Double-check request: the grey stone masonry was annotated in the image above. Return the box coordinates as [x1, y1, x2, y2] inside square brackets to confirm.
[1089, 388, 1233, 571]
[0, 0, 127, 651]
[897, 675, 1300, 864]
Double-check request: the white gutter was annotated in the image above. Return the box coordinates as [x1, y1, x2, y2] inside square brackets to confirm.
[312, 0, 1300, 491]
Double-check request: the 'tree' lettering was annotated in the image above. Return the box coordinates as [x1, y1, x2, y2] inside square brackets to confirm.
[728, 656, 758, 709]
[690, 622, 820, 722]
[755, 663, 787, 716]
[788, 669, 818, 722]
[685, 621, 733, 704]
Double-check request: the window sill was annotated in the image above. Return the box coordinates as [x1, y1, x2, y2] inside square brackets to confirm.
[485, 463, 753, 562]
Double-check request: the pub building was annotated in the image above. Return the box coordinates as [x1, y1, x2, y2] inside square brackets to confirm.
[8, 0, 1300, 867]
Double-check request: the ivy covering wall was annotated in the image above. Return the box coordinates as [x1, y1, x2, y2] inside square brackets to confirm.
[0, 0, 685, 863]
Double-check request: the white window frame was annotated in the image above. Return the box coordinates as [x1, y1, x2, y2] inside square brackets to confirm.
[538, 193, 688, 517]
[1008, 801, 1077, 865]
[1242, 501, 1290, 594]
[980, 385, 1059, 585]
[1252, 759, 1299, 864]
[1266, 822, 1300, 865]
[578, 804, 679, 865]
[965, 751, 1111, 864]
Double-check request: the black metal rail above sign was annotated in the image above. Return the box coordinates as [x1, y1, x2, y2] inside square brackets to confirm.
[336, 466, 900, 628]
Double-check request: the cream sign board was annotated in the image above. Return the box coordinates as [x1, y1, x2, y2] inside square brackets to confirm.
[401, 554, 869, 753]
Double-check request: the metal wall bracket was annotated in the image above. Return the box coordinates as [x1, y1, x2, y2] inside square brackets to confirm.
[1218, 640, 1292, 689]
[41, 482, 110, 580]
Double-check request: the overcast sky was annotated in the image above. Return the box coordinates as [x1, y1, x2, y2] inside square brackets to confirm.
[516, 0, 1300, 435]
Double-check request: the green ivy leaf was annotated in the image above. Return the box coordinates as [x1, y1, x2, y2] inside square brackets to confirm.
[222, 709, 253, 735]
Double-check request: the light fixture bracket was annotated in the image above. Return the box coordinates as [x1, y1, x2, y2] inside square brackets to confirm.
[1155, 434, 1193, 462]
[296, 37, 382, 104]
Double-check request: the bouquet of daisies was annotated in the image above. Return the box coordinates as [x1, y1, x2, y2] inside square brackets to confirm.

---*---

Your goal: Would you return all of the data exactly as given?

Solved problem:
Double-check request: the grey stone masonry was annotated in the image above. Return the box coordinates as [x1, y1, x2, y2] inside square brackets to confirm.
[1089, 388, 1233, 571]
[0, 0, 127, 651]
[897, 675, 1300, 864]
Double-check request: the white gutter was annotated in the image above. Return the box coordinates as [x1, y1, x2, y2] inside square brackets to confirm.
[312, 0, 1300, 491]
Double-check request: the 'tree' lettering was annotated in the image above. Return the box coordinates as [x1, y1, x2, y2] inside square brackets to confirm.
[728, 656, 758, 709]
[690, 622, 820, 722]
[755, 663, 787, 716]
[788, 669, 818, 722]
[685, 621, 733, 704]
Double-check request: the window sill was annotated in the image above. Return the box coordinates as [x1, y1, x2, y2] inside square brackets to confirm.
[485, 463, 753, 562]
Double-check request: the pub building was annotated in the image above. Return the box coordinates as [x1, y1, x2, y2] inside square brackets to confirm.
[8, 0, 1300, 867]
Double-check request: the ivy covering wall was annotated in the image above. Return the box coordinates as [x1, y1, x2, y2] inside square brackets to confirm.
[0, 0, 685, 863]
Double-check request: the white window frame was annotated in the image above. Return the box coordinates as [x1, y1, x2, y2] inside square brackets to confirm.
[538, 193, 688, 517]
[1008, 801, 1077, 865]
[1242, 501, 1290, 594]
[980, 385, 1059, 585]
[1252, 759, 1299, 864]
[1266, 822, 1300, 865]
[578, 804, 679, 865]
[965, 751, 1111, 864]
Double-check request: the black metal rail above sign was annotated in the image above. Return the box coordinates as [x1, y1, x2, y2] inside square brackets to confirm.
[336, 466, 900, 628]
Double-check request: the cream sign board was annotated in the image above. Return the box coordinates as [x1, y1, x2, y2] inside square brackets to confirm.
[401, 554, 869, 753]
Double-check request: the metal wall bracket was annotated in the image above. Return the box coordinates as [x1, y1, x2, y2] inside square brackets to confirm.
[1218, 640, 1292, 689]
[41, 482, 110, 580]
Double-check request: the overcast sky was annotated in the image above. Return the box coordinates as [x1, y1, x2, y2] inside square brackets to confirm.
[516, 0, 1300, 435]
Double-check request: the green ivy leaf was annotated in the image above. Return the box coordinates as [x1, y1, x2, y2] inside square brackets to confirm.
[222, 709, 253, 735]
Double-check request: the light fixture bracket was annotated in the image above. Return the box coordinates as [x1, y1, x2, y2] inside square brackets to confirm.
[1155, 434, 1193, 462]
[296, 37, 382, 104]
Double-check request: the bouquet of daisies was annotated in the image above. Return the box coordinates as [x1, y1, x2, y2] inside square brackets to confirm.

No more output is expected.